* _ASSIGNED TASK_
Return the lines below that contain "every".

### DATA UNDER STUDY ###

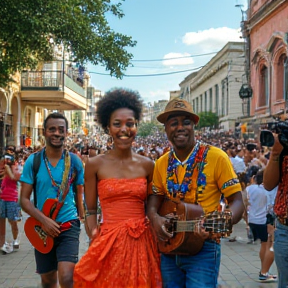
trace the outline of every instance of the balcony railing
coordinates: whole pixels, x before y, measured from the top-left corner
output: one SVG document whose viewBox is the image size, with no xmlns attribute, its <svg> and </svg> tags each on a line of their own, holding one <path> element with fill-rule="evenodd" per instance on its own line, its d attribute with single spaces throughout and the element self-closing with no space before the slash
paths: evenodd
<svg viewBox="0 0 288 288">
<path fill-rule="evenodd" d="M 64 77 L 63 77 L 64 76 Z M 71 78 L 61 70 L 24 71 L 21 73 L 21 90 L 54 90 L 63 91 L 67 87 L 85 97 L 83 80 Z"/>
<path fill-rule="evenodd" d="M 62 90 L 62 71 L 25 71 L 21 73 L 21 90 Z"/>
<path fill-rule="evenodd" d="M 64 85 L 73 90 L 74 92 L 76 92 L 77 94 L 85 97 L 85 91 L 84 91 L 84 88 L 82 88 L 82 86 L 79 86 L 77 83 L 78 82 L 75 82 L 73 81 L 73 79 L 69 78 L 66 74 L 64 74 Z"/>
</svg>

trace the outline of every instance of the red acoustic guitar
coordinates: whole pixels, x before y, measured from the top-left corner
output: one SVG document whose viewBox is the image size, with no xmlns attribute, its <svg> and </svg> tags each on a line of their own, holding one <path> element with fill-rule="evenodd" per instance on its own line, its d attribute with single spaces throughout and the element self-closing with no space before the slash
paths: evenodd
<svg viewBox="0 0 288 288">
<path fill-rule="evenodd" d="M 62 206 L 63 202 L 59 202 L 58 199 L 47 199 L 43 205 L 42 212 L 47 217 L 55 220 Z M 44 232 L 42 223 L 35 218 L 29 217 L 26 220 L 24 231 L 30 243 L 39 252 L 47 254 L 53 248 L 54 239 Z"/>
</svg>

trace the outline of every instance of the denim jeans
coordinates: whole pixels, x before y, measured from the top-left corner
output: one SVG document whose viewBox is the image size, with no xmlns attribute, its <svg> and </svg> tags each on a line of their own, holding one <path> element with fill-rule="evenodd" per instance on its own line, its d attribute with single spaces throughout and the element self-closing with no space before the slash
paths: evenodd
<svg viewBox="0 0 288 288">
<path fill-rule="evenodd" d="M 288 287 L 288 226 L 276 220 L 274 259 L 278 270 L 278 288 Z"/>
<path fill-rule="evenodd" d="M 220 268 L 221 247 L 205 241 L 194 256 L 161 255 L 163 288 L 215 288 Z"/>
</svg>

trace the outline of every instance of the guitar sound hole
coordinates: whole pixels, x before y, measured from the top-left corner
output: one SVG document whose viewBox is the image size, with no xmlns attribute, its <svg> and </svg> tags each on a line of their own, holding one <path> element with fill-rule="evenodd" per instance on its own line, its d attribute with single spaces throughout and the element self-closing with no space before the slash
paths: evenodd
<svg viewBox="0 0 288 288">
<path fill-rule="evenodd" d="M 35 231 L 40 239 L 44 241 L 44 245 L 46 245 L 47 234 L 44 232 L 44 230 L 40 226 L 36 225 Z"/>
</svg>

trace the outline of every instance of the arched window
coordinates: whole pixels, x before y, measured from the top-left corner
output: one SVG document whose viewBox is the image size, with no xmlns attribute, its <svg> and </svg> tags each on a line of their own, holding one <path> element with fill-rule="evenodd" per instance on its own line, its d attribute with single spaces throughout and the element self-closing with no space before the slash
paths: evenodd
<svg viewBox="0 0 288 288">
<path fill-rule="evenodd" d="M 285 55 L 284 59 L 283 59 L 283 97 L 284 100 L 287 101 L 288 100 L 288 58 Z"/>
<path fill-rule="evenodd" d="M 276 79 L 276 100 L 287 99 L 287 57 L 282 54 L 275 67 L 275 79 Z M 286 86 L 286 87 L 285 87 Z"/>
<path fill-rule="evenodd" d="M 259 107 L 267 106 L 269 99 L 269 85 L 268 85 L 268 68 L 266 65 L 262 65 L 259 75 Z"/>
</svg>

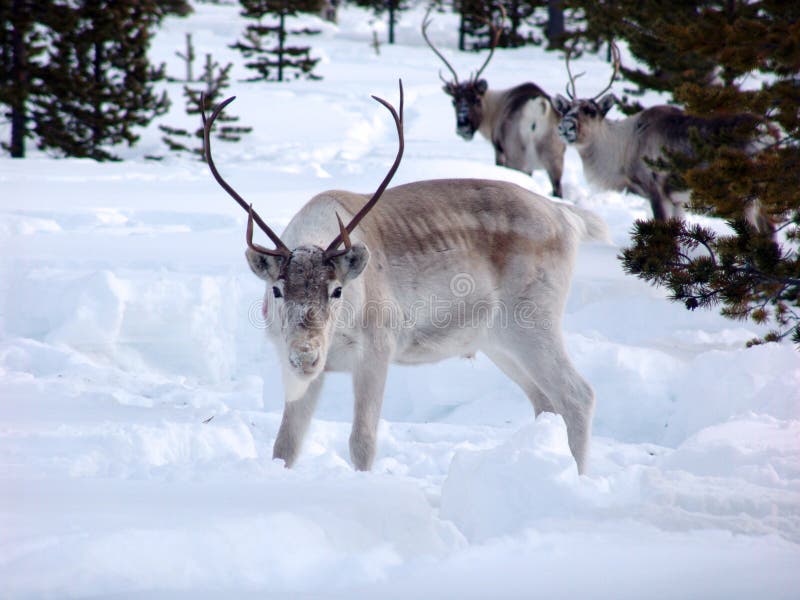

###

* _RESPONSE TO THE TASK_
trace the outline of every instance of the balcony railing
trace the outline of every instance of the red acoustic guitar
trace the outline of every instance of the denim jeans
trace the outline of every instance of the guitar sound hole
trace the outline of every instance of the arched window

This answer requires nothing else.